═════ PASSAGE GIVEN ═════
Hello and welcome to wild:philosophy - essays about life-ing and philosophical health for personal & planetary health..
Before I begin today’s essay: I got to talk to last week about the good life. You can watch and listen to our conversation here.
Also, we kicked-off the first PhilosophyGym - a space for collective sense-making as regenerative practice - with Grokkist. The doors remain open: drop in whenever inspiration strikes (no perfect timing required).
Now, part of me wants to gush about how flawlessly it all unfolded, how every question sparked revelations of profound depth, how it changed everyone’s lifes forever and how I floated through the session like Socrates on a cloud. But: it was gloriously messy. I didn’t get through with what I had planned (ah, the irony), I was insecure many times how to facilitate and I was very nervous (which usually, I am not - a reminder that growth lives on the edge of discomfort).
What did make it outstanding though was the people who joined. I am always mind-blown by the wonderful, extremely intelligent, curious, open-minded trickster people that are drawn to such events.
So, if you feel like hanging out and getting to know such people, there is enough of that to make up for any bumps in the process itself.
With that whole-hearted invitation, let’s get to … something different. Today’s essay is about the tension between our expanding moral concerns and the practical need to focus on actionable influence, exploring how through a cosmic concern we pass a threshold that fosters humility, awe, and ethical grounding.
═════
Write out word for word the stretch of the wild:philosophy passage from "What did make" through "the process itself.". The data after this passage is separate material with no connection to it.
═════ MATERIAL SHOWN ═════
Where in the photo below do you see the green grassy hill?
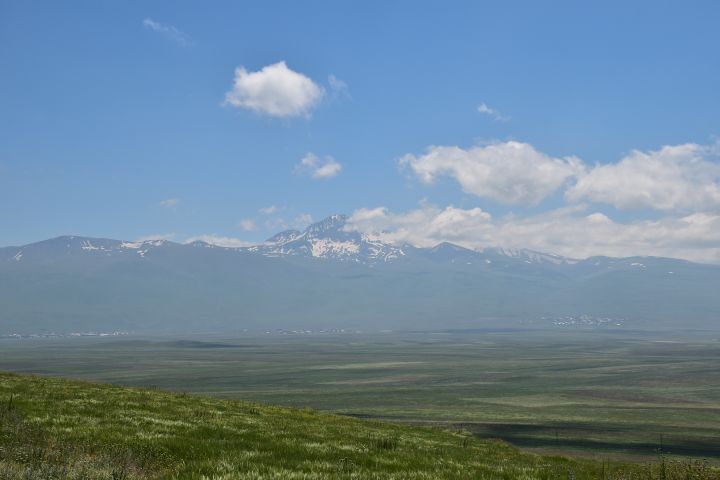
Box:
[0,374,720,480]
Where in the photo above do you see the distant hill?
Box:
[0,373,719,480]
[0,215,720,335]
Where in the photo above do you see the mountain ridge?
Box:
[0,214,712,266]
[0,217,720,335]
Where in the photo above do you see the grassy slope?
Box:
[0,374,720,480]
═════
═════ MATERIAL SHOWN ═════
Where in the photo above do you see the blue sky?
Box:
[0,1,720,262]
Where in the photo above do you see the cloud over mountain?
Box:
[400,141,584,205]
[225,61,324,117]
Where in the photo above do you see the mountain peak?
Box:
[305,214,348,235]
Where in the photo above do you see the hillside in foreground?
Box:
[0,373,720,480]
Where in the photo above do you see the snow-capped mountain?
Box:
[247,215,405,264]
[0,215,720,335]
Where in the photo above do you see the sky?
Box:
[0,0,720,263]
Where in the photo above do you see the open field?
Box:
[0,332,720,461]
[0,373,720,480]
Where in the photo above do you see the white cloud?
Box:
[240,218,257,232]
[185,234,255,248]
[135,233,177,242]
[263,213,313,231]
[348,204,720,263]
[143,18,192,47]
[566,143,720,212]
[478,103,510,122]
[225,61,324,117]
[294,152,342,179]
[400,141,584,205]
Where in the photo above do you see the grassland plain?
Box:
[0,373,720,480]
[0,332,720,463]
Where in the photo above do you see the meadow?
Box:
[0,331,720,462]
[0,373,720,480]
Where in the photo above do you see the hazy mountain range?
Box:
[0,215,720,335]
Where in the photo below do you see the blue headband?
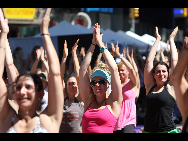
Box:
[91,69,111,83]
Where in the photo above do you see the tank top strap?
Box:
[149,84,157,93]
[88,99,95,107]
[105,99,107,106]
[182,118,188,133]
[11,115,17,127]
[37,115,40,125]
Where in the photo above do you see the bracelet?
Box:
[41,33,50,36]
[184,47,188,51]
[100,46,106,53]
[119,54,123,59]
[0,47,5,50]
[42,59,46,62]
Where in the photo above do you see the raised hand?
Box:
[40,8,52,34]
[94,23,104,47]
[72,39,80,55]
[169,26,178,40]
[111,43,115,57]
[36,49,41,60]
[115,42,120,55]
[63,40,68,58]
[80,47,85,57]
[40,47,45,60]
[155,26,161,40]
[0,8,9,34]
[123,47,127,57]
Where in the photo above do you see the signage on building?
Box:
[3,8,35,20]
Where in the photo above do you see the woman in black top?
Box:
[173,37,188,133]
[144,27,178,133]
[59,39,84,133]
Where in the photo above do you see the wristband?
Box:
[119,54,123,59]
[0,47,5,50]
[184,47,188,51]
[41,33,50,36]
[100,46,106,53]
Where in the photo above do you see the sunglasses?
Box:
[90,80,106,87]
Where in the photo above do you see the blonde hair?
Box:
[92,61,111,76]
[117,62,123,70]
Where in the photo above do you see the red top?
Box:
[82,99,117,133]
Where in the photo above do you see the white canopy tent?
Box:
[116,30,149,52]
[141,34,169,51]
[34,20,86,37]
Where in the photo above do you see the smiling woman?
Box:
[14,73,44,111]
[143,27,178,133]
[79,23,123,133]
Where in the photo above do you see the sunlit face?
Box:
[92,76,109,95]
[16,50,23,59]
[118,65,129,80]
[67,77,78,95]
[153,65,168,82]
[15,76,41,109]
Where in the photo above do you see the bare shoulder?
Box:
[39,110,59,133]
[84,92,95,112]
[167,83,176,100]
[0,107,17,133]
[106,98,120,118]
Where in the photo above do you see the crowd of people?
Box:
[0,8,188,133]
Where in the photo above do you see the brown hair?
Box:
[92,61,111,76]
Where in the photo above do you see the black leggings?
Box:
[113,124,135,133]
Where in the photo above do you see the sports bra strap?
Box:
═════
═════ MATERIAL SHOWN ═════
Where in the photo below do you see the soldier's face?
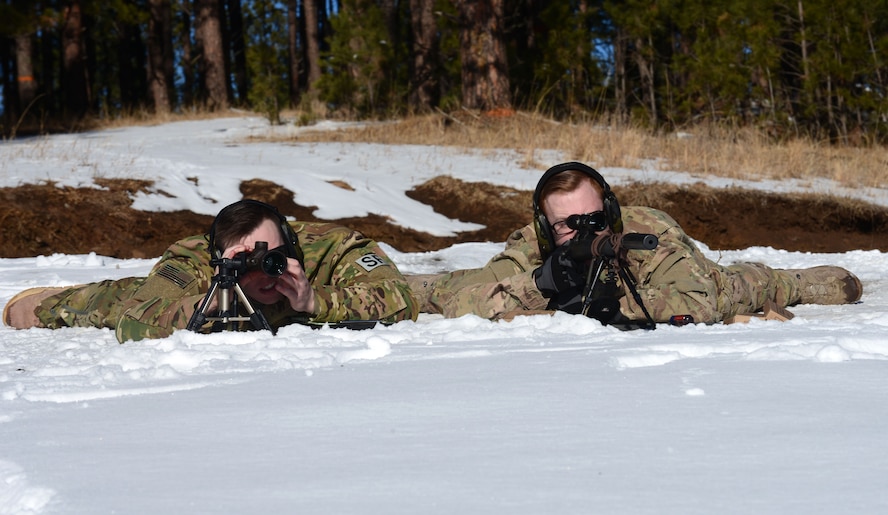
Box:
═════
▶ **THE ANSWER**
What did make it outstanding though was the people who joined. I am always mind-blown by the wonderful, extremely intelligent, curious, open-minded trickster people that are drawn to such events.
So, if you feel like hanging out and getting to know such people, there is enough of that to make up for any bumps in the process itself.